REQUIRED WORK ▸ Your task is to return the span of lines beginning at the one with "Can you see the leaf stem" and ending at the last line of the data, exactly as it stands.

Segment Open

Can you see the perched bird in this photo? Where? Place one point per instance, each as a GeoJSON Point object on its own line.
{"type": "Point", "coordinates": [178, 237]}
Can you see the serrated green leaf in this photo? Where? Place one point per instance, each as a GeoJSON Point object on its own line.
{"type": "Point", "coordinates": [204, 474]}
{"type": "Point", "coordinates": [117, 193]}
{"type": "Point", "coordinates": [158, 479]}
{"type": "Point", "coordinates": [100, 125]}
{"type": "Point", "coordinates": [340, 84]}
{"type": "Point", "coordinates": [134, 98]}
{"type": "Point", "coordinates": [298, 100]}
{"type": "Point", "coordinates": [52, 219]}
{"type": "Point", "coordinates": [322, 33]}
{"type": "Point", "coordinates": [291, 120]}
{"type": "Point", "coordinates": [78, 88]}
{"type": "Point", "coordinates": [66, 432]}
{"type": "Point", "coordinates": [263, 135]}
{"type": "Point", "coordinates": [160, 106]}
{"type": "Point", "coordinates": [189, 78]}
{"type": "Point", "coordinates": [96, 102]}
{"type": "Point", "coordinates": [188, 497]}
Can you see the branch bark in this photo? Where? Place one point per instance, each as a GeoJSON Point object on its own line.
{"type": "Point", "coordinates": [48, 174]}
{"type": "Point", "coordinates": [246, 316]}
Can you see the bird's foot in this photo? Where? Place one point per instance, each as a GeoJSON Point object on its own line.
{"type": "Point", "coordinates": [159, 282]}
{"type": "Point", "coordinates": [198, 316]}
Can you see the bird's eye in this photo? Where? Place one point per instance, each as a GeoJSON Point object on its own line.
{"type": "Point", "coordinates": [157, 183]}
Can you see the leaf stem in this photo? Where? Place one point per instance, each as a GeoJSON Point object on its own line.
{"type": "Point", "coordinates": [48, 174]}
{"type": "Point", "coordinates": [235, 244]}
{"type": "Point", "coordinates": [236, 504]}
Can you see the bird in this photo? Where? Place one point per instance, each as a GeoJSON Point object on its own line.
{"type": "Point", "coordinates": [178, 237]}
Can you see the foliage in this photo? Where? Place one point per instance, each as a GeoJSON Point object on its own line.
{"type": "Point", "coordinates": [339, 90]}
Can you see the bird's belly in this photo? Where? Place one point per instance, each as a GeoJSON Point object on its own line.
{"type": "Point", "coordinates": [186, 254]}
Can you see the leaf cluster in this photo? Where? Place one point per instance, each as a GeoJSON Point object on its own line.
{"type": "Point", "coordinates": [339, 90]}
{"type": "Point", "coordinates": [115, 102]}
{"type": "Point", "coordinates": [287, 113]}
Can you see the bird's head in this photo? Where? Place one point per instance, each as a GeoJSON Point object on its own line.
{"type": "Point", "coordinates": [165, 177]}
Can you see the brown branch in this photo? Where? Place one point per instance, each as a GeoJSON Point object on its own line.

Segment Closed

ANSWER TO THIS TASK ▸
Can you see the leaf stem in this photo? Where? Place one point per instance, each as a GeoJSON Point object on its own line.
{"type": "Point", "coordinates": [48, 174]}
{"type": "Point", "coordinates": [235, 244]}
{"type": "Point", "coordinates": [236, 504]}
Can you see the bird in this photo? Where? Place one point per instance, each as a GeoJSON Point object on its own line.
{"type": "Point", "coordinates": [178, 237]}
Can you see the foliage in this photo? Where? Place one point per instance, each as a GeoJSON Point object on its own line.
{"type": "Point", "coordinates": [339, 90]}
Can you see the bird's belly in this photo? Where? Place one point per instance, each as a GeoJSON Point object on its own line.
{"type": "Point", "coordinates": [186, 254]}
Can you see the leaf cluster in this photo? Where? Place one point per instance, each as a GeoJSON Point object on its own line.
{"type": "Point", "coordinates": [339, 90]}
{"type": "Point", "coordinates": [115, 102]}
{"type": "Point", "coordinates": [287, 113]}
Can you see the bird's head in this photo? Where? Place one point per instance, each as a GeoJSON Point object on its own line.
{"type": "Point", "coordinates": [165, 177]}
Can you see the brown branch in this photo? Where? Place one point per instance, each as a GeoJSON Point object on its own line.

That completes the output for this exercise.